§ **Data for the task**:
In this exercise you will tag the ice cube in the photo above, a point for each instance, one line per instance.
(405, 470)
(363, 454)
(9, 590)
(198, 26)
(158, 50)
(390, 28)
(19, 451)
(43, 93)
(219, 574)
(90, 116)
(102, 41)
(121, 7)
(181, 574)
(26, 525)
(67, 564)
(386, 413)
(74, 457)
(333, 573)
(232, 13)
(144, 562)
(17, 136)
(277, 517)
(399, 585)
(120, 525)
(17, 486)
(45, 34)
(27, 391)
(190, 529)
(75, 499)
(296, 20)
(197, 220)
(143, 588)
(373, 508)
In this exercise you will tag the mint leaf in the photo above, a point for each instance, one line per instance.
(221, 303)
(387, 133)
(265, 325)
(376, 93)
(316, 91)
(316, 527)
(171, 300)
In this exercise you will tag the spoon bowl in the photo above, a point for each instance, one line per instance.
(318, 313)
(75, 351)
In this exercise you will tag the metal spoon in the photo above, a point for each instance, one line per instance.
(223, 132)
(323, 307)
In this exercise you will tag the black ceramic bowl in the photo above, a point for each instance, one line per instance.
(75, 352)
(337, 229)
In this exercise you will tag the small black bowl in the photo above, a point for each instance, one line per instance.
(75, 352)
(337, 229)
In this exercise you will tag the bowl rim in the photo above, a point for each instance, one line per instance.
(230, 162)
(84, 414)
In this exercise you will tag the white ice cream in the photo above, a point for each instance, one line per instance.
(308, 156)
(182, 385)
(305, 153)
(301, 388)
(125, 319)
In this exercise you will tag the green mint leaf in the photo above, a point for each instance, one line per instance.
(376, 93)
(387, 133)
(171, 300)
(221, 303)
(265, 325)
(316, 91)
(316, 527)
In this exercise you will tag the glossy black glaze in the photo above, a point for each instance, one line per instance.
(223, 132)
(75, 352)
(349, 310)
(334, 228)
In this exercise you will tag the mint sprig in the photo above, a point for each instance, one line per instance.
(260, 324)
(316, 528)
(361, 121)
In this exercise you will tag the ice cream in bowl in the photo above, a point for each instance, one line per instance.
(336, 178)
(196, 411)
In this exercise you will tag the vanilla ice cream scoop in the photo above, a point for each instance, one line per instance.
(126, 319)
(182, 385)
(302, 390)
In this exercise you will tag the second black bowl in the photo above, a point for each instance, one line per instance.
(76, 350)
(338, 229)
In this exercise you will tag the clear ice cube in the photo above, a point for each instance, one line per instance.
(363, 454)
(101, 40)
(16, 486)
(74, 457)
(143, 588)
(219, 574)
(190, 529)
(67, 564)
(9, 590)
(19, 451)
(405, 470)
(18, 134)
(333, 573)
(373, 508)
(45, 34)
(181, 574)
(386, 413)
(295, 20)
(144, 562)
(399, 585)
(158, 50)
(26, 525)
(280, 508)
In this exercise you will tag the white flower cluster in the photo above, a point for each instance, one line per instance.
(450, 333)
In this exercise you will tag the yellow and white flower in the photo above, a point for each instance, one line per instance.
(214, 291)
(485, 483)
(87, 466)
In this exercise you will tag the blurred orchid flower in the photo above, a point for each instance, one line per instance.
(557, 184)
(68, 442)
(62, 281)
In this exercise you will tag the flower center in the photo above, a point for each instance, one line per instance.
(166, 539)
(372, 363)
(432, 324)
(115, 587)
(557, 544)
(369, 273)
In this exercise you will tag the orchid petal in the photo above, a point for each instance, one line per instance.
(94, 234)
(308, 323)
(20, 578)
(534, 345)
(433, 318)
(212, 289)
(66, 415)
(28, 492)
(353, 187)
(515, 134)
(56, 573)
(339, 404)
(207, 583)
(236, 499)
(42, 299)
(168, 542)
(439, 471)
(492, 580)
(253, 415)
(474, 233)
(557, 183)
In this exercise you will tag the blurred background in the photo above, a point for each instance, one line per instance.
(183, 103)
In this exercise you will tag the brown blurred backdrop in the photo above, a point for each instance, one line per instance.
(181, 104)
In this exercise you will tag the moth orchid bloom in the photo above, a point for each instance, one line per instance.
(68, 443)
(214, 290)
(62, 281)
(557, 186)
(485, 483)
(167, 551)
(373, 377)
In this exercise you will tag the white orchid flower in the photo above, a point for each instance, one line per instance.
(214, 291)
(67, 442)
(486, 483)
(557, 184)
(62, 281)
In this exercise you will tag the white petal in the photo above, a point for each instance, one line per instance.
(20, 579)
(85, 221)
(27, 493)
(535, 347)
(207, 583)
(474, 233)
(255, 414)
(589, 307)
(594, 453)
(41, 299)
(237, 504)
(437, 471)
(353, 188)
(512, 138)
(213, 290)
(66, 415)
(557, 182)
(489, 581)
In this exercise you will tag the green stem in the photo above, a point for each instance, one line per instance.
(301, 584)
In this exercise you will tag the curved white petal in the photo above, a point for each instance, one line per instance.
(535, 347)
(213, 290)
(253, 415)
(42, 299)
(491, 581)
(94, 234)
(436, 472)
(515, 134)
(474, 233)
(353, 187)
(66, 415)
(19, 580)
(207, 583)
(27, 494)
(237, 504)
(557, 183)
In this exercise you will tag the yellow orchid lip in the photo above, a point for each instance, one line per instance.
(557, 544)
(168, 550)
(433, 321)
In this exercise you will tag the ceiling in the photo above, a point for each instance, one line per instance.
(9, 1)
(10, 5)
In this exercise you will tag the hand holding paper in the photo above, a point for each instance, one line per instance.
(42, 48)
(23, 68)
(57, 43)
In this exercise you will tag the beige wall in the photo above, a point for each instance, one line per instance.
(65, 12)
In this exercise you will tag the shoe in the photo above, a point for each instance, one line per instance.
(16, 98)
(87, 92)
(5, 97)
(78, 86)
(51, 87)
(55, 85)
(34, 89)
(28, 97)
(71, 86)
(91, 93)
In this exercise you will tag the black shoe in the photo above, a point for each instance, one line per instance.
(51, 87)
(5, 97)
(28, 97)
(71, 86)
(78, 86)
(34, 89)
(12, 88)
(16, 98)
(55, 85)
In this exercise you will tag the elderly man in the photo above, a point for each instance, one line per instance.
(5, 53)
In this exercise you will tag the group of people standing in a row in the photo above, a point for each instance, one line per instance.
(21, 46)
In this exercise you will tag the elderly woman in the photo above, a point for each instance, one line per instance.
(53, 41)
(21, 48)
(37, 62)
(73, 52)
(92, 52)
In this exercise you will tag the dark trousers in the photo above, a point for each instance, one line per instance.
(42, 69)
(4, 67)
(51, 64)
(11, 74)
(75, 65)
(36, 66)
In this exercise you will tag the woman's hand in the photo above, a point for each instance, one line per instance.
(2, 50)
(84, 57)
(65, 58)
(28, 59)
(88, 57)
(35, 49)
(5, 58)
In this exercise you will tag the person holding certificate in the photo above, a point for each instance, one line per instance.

§ **Try it**: Each record should be given again exactly as it reads.

§ **Final answer**:
In this exercise you will tag the ice cube in the photo above, a point for each instance, one line per instance.
(405, 470)
(363, 454)
(9, 590)
(198, 26)
(158, 50)
(390, 28)
(19, 451)
(43, 93)
(219, 574)
(90, 116)
(102, 41)
(121, 7)
(181, 574)
(26, 525)
(67, 564)
(386, 413)
(74, 457)
(333, 573)
(232, 13)
(144, 562)
(17, 136)
(277, 517)
(399, 585)
(120, 525)
(17, 486)
(45, 34)
(27, 391)
(190, 529)
(75, 499)
(296, 20)
(197, 220)
(143, 588)
(373, 508)
In this exercise you will tag the mint leaf in the photo above, a point for each instance, one line per instance.
(221, 303)
(387, 133)
(265, 325)
(376, 93)
(316, 91)
(316, 527)
(171, 300)
In this exercise you will tag the spoon bowl in the photo above, a point for each instance, one line per instance.
(318, 313)
(75, 351)
In this exercise you will tag the metal spoon in the photo above, a point for each instance, one line per instance.
(223, 132)
(323, 307)
In this exercise you will tag the black ceramic bowl in the photo above, a point for each instance, one line per instance.
(75, 352)
(337, 229)
In this exercise you will tag the small black bowl in the photo above, a point for each instance, one line per instance.
(75, 352)
(337, 229)
In this exercise you will tag the bowl rim in the photo above, a point for each instance, one line per instance.
(230, 162)
(84, 414)
In this exercise you will tag the white ice cream in the photo above, a point for each instance, one line per instance.
(308, 156)
(182, 385)
(305, 153)
(301, 388)
(125, 319)
In this exercise you will tag the green mint leaf in the photo above, a point for each instance, one line per instance.
(376, 93)
(387, 133)
(171, 300)
(221, 303)
(265, 325)
(316, 91)
(316, 527)
In this exercise you will tag the glossy black glaze in the photo above, a point for each instance, one line per instance.
(223, 132)
(75, 352)
(349, 310)
(334, 228)
In this exercise you will tag the mint sprig in the photo above, a point for each instance, one line per instance.
(260, 324)
(316, 528)
(361, 121)
In this exercise you will tag the ice cream in bowl in the photo above, a point for each instance, one line per instance.
(336, 178)
(196, 411)
In this exercise you will tag the vanilla ice cream scoop in the photo above, a point for each instance, one line per instance.
(126, 319)
(182, 385)
(302, 390)
In this exercise you will tag the second black bowl in the photo above, a point for each instance, one line per instance.
(76, 350)
(338, 229)
In this exercise you will tag the clear ice cube in the photo above, a point for each instance, one line per instance.
(363, 454)
(101, 40)
(16, 486)
(74, 457)
(143, 588)
(219, 574)
(190, 529)
(67, 564)
(9, 590)
(19, 451)
(405, 470)
(18, 134)
(333, 573)
(373, 508)
(45, 34)
(181, 574)
(386, 413)
(295, 20)
(144, 562)
(399, 585)
(158, 50)
(26, 525)
(280, 508)
In this exercise you will tag the white flower cluster in the photo above, a point for each instance, one line per instance.
(450, 333)
In this exercise you will tag the yellow and white flower in the photo above, a point for each instance, one line per instance.
(214, 291)
(485, 483)
(87, 466)
In this exercise you will tag the blurred orchid flower in the photo above, a point for each instance, one line per instance.
(557, 184)
(68, 442)
(62, 281)
In this exercise you will tag the flower center in the photo above, a point for each instance, one line per instance.
(166, 539)
(372, 363)
(432, 324)
(115, 587)
(557, 544)
(369, 273)
In this exercise you will tag the orchid petal in the photo above, a point for each instance, one line per instance.
(94, 234)
(308, 323)
(20, 578)
(534, 345)
(433, 318)
(212, 289)
(66, 415)
(28, 492)
(353, 187)
(515, 134)
(56, 573)
(339, 404)
(207, 583)
(236, 499)
(42, 299)
(168, 542)
(439, 471)
(492, 580)
(253, 415)
(474, 233)
(557, 183)
In this exercise you will tag the blurred background in the photo above, a point for each instance, one line per instance.
(183, 103)
In this exercise you will tag the brown blurred backdrop in the photo above, a point for each instance, one line per instance.
(181, 104)
In this exercise you will tag the moth orchid bloom in the photo above, a point for each instance, one line per instance.
(68, 443)
(214, 290)
(62, 281)
(557, 186)
(485, 483)
(167, 551)
(373, 377)
In this exercise you will tag the white orchid flower in the photo above, a point for each instance, one line per instance.
(214, 291)
(67, 442)
(486, 483)
(557, 184)
(62, 281)
In this exercise you will tag the white petal in the photo above, a point for each instance, one line per instance.
(20, 579)
(85, 221)
(27, 493)
(535, 347)
(207, 583)
(474, 233)
(255, 414)
(589, 307)
(594, 453)
(41, 299)
(237, 504)
(437, 471)
(353, 188)
(512, 138)
(213, 290)
(66, 415)
(557, 182)
(489, 581)
In this exercise you will tag the green stem in the photo above, a point for each instance, one line per instance.
(301, 584)
In this exercise you will tag the curved white petal in the photo above, a point for each instance, one line per instance.
(535, 347)
(213, 290)
(253, 415)
(42, 299)
(491, 581)
(94, 234)
(436, 472)
(515, 134)
(474, 233)
(353, 187)
(66, 415)
(19, 580)
(207, 583)
(27, 494)
(237, 504)
(557, 183)
In this exercise you will tag the yellow orchid lip in the photo above, a point for each instance, one line per instance.
(557, 544)
(168, 550)
(433, 321)
In this exercise you will tag the ceiling in the photo above, a point for each instance, one line per instance.
(9, 1)
(10, 5)
In this exercise you will tag the hand holding paper in the photo above, a point for each instance, one line per instance.
(42, 48)
(23, 68)
(57, 43)
In this exercise you will tag the beige wall in the photo above, a point for each instance, one line per instance.
(65, 12)
In this exercise you will tag the shoe in the photo above, a point for each instance, one line per instance.
(16, 98)
(87, 92)
(5, 97)
(78, 86)
(51, 87)
(55, 85)
(34, 89)
(28, 97)
(71, 86)
(91, 93)
In this exercise you will tag the black shoe in the photo above, a point for each instance, one line per instance.
(51, 87)
(5, 97)
(28, 97)
(71, 86)
(78, 86)
(34, 89)
(12, 88)
(16, 98)
(55, 85)
In this exercise you will tag the elderly man in the photo above, a point for each instance, one line per instance.
(5, 53)
In this exercise you will tag the group of people standing in a row in the photo above, a point for each instance, one line per instance.
(21, 46)
In this exercise you will tag the elderly woman in the photo above, a point for each instance, one line per instance.
(53, 41)
(21, 48)
(37, 62)
(73, 52)
(92, 52)
In this exercise you will tag the dark trousers in the photo above, a point for each instance, one line per instance.
(42, 69)
(4, 67)
(51, 64)
(11, 74)
(75, 65)
(36, 66)
In this exercise you will tag the woman's hand in the photo above, a point for each instance, one line per instance.
(2, 50)
(84, 57)
(65, 58)
(28, 59)
(88, 57)
(35, 49)
(5, 58)
In this exercise you will tag the person holding certificate in the photo above, a point for each instance, one line per instance.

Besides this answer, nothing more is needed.